| TASK OBJECTIVE |
In the article below about the Maine voting lawsuit, in which court was the suit filed?

| EXERCISE PASSAGE |

☆ ☆ ☆ ☆ ☆

The BDN is making the most crucial coverage of the coronavirus pandemic and its economic impact in Maine free for all readers. Click here for all coronavirus stories. You can join others committed to safeguarding this vital public service by purchasing a subscription or donating directly to the newsroom.
AUGUSTA, Maine — Maine’s voter registration and absentee ballot requirements could make older voters unable to cast a ballot without risking their health amid the coronavirus pandemic, according to a lawsuit from advocacy groups against the state.
The suit, filed Wednesday in Kennebec County Superior Court by the Alliance for Retired Americans and Vote.org, along with two Mainers, asks a judge to issue an injunction that would allow voters to electronically submit a voter registration card and require the state to accept absentee ballots postmarked on Election Day, among other changes.
City and town clerks, as well as state officials, have been encouraging Mainers to vote absentee in the July 14 primary due to concerns about potential spread of the virus at crowded polling places. As of Tuesday, nearly 118,000 voters had requested absentee ballots, according to state data, though that still represents less than half of expected turnout.
Over the past few elections, more than 70 percent of voters have usually voted at the polls on Election Day. Ahead of the July primary, the state eliminated the deadline for voters to request an absentee ballot, but election procedures are otherwise mostly unchanged.
The lawsuit argues that because many Maine voters are likely unfamiliar with the absentee ballot process and virus restrictions that might make it difficult for residents to leave homes to print documents or buy stamps, the current registration and absentee requirements place an unconstitutional burden on the right to vote.
“Even if in-person options for registration and voting remain technically available in upcoming elections, the risk of in-person registration and voting will remain too high for a considerable proportion of Mainers, who should not be forced to choose between participating in our democracy and protecting the health and welfare of themselves, their families, and their communities,” the suit says.
Maine is one of a handful of states that does not currently allow residents to register to vote online, instead requiring voters to register in-person or by printing or requesting a card and then mailing it to their town office, which the lawsuit describes as a “burdensome process.”
Secretary of State Matt Dunlap has said legislative action would be required to allow online voter registration, but the lawsuit argues that the current statute, which requires voter registration cards to include the “signature of applicant,” does not say that the signature must be printed with the ink of a pen, so online registration should be permitted.
The lawsuit also argues that postage required to mail an absentee ballot amounts to an unconstitutional poll tax for those with health conditions making in-person voting hazardous. The plaintiffs suggest that the state provide pre-paid postage for mail ballots and permit voters to choose another person to submit sealed ballots on their behalf.
The suit also argues that ballots postmarked by Election Day should count regardless of when they are received, citing concerns that the U.S. Postal Service, which is facing budget shortfalls, could be delayed in returning ballots, potentially disenfranchising voters. Lastly, the lawsuit raises concerns about the share of ballots that might be rejected.
One of the plaintiffs in the lawsuit, Doug Born of Cumberland County, says he requested an absentee ballot because he lives with his 98-year-old father, but he is worried that his ballot will be rejected because his signature has gotten truncated as he has gotten older.
The current restrictions on voter registration and absentee ballots affect all voters, but are particularly acute for older voters, who are more likely to worry about health complications due to the coronavirus outbreak, the lawsuit argues. One in five Mainers are over the age of 65, the highest proportion of any state.
The Alliance for Retired Americans, a nonprofit for retired workers affiliated with the AFL-CIO, has filed similar lawsuits in half a dozen other states, including Florida, Michigan and Wisconsin.

☆ ☆ ☆ ☆ ☆

| SUPPLIED RECORDS |
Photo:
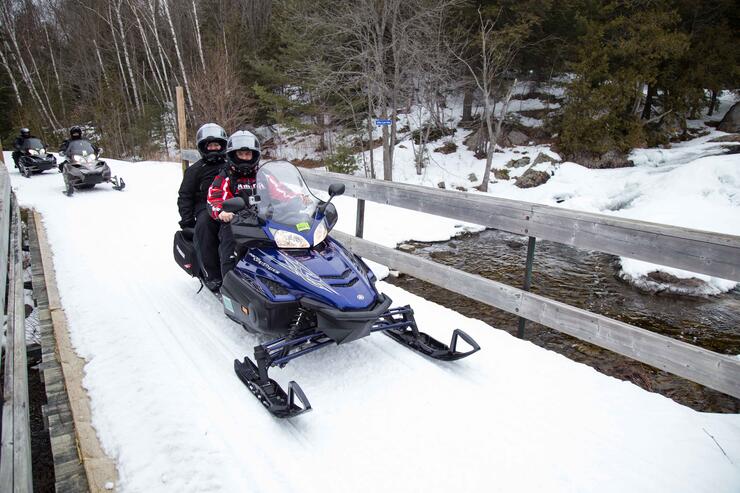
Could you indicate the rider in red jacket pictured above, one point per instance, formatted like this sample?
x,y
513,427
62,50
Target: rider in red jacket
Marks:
x,y
237,178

☆ ☆ ☆ ☆ ☆

| YOUR SOLUTION |
Kennebec County Superior Court